▶ [Task description] Read the records beneath this task and copy every line that contains the string "below".

+===+

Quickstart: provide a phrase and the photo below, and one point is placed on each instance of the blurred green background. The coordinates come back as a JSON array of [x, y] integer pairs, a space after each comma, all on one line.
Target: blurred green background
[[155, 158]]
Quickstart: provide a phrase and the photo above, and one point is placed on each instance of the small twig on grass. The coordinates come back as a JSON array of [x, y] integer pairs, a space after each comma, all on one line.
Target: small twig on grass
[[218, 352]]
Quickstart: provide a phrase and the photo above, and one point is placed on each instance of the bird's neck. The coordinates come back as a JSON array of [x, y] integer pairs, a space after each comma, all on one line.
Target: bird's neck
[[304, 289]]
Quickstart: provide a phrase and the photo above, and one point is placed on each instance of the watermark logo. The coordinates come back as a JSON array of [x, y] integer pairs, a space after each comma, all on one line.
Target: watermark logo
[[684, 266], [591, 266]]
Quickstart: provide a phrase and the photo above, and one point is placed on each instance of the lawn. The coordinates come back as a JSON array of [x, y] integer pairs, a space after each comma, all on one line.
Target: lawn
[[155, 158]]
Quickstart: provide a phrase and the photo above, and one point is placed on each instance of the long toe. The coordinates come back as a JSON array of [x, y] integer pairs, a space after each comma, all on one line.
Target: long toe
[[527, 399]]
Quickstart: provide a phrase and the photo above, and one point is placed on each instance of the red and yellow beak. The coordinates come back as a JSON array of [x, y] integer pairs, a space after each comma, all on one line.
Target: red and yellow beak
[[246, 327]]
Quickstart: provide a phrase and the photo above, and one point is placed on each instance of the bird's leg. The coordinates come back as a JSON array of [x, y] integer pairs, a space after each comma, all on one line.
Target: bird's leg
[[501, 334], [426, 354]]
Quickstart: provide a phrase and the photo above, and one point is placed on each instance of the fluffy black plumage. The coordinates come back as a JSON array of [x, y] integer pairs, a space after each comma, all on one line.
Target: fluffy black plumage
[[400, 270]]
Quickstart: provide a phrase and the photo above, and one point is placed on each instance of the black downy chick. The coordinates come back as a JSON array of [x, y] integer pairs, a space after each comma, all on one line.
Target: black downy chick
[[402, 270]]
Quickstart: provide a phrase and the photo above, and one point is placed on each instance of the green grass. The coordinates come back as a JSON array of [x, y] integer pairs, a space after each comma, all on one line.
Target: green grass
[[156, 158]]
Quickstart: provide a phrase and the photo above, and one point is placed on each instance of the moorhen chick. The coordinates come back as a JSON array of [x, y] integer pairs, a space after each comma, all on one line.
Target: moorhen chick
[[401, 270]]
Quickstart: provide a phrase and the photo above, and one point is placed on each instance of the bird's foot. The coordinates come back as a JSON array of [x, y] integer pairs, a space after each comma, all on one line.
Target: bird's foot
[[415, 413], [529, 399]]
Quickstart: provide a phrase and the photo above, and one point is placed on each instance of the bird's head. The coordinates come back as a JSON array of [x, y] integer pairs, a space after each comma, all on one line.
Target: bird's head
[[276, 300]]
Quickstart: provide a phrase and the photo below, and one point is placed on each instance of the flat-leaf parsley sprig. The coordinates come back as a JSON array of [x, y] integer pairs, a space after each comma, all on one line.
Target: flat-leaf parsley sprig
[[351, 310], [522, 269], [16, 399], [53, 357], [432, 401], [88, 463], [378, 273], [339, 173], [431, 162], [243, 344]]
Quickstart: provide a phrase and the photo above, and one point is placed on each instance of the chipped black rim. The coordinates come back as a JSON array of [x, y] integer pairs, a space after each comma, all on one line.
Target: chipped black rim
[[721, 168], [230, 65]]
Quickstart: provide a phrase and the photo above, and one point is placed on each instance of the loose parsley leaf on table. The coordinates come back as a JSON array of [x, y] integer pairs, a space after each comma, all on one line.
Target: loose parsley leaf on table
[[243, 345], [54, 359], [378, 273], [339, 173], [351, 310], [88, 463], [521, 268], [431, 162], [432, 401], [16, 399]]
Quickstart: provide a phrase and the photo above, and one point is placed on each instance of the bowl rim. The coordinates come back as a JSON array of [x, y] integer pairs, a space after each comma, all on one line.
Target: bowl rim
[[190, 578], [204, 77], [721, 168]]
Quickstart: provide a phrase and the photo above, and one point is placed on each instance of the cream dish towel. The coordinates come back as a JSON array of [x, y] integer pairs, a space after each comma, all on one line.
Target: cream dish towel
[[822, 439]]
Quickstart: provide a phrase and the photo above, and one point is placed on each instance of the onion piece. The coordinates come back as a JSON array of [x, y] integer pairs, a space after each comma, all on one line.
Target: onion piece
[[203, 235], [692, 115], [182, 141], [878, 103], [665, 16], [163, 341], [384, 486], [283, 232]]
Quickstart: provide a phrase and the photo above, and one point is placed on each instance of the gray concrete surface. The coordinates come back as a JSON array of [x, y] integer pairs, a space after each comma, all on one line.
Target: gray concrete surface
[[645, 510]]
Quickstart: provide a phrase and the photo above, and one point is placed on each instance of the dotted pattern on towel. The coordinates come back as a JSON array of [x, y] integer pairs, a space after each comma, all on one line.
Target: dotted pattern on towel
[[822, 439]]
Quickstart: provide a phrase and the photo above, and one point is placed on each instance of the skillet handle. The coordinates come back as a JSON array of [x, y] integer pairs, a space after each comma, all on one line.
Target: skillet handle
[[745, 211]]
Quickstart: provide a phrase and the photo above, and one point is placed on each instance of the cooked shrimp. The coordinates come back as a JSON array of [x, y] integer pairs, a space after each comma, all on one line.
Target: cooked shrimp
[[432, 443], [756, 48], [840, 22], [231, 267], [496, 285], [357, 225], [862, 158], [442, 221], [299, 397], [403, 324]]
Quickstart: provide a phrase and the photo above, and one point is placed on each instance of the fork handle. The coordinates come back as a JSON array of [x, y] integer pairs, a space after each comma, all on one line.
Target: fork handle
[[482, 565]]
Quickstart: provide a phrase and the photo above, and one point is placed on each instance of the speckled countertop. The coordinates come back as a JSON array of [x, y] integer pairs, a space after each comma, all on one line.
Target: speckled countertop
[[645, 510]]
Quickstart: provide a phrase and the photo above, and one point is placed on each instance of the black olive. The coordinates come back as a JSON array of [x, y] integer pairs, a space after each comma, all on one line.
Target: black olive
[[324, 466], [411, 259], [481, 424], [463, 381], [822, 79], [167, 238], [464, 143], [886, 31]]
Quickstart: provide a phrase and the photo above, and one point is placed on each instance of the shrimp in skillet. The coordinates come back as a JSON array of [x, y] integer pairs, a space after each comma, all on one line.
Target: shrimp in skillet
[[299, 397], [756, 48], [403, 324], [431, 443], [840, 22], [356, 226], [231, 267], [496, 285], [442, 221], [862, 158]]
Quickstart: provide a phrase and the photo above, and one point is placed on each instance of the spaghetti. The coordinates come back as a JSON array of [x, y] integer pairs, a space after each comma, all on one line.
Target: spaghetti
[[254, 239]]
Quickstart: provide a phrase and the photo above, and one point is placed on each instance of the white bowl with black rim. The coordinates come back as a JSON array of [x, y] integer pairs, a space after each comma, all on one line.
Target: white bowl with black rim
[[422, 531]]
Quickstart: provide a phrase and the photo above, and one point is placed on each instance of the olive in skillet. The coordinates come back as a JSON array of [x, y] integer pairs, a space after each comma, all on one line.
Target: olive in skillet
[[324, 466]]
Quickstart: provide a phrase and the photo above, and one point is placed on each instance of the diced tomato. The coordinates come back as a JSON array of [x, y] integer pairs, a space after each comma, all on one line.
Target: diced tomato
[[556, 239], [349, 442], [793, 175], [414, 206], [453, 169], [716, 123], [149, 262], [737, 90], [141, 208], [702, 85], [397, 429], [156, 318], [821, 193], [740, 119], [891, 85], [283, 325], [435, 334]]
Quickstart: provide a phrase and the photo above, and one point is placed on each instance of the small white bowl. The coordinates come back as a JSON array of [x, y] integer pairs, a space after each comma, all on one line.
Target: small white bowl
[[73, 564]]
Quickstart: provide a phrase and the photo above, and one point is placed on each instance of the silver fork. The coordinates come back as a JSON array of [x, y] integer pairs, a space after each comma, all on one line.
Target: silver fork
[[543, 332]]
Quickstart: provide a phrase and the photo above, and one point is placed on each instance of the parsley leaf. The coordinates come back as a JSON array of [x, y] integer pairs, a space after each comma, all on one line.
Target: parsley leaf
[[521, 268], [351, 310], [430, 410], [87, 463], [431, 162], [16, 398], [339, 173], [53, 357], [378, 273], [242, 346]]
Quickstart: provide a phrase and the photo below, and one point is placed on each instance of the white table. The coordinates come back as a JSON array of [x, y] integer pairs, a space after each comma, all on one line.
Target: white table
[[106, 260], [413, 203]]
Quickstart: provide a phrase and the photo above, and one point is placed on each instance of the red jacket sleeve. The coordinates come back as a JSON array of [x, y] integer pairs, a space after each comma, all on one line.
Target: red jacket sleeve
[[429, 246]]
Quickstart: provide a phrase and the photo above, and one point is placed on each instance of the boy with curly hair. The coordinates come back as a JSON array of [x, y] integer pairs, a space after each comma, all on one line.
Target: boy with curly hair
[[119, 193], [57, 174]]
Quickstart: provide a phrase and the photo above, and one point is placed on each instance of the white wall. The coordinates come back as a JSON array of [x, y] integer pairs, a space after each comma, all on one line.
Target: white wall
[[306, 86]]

+===+

▶ [Solution to the problem]
Quickstart: provide a phrase and the photo below, and one point is placed on each instance of the blurred green background. The coordinates come back as a JSON array of [x, y] integer pairs, a space after each comma, all on one line.
Quickstart: provide a phrase and the photo below, and one point is placed on each instance of the flat-leaf parsley sprig. The coordinates come back as a JSON array of [x, y] integer pairs, a space after each comma, all on one line.
Quickstart: provide a phrase and the photo below, and one point is placed on each instance of the white table. The coordinates come back as a JSON array of [x, y] integer pairs, a space after each comma, all on one line.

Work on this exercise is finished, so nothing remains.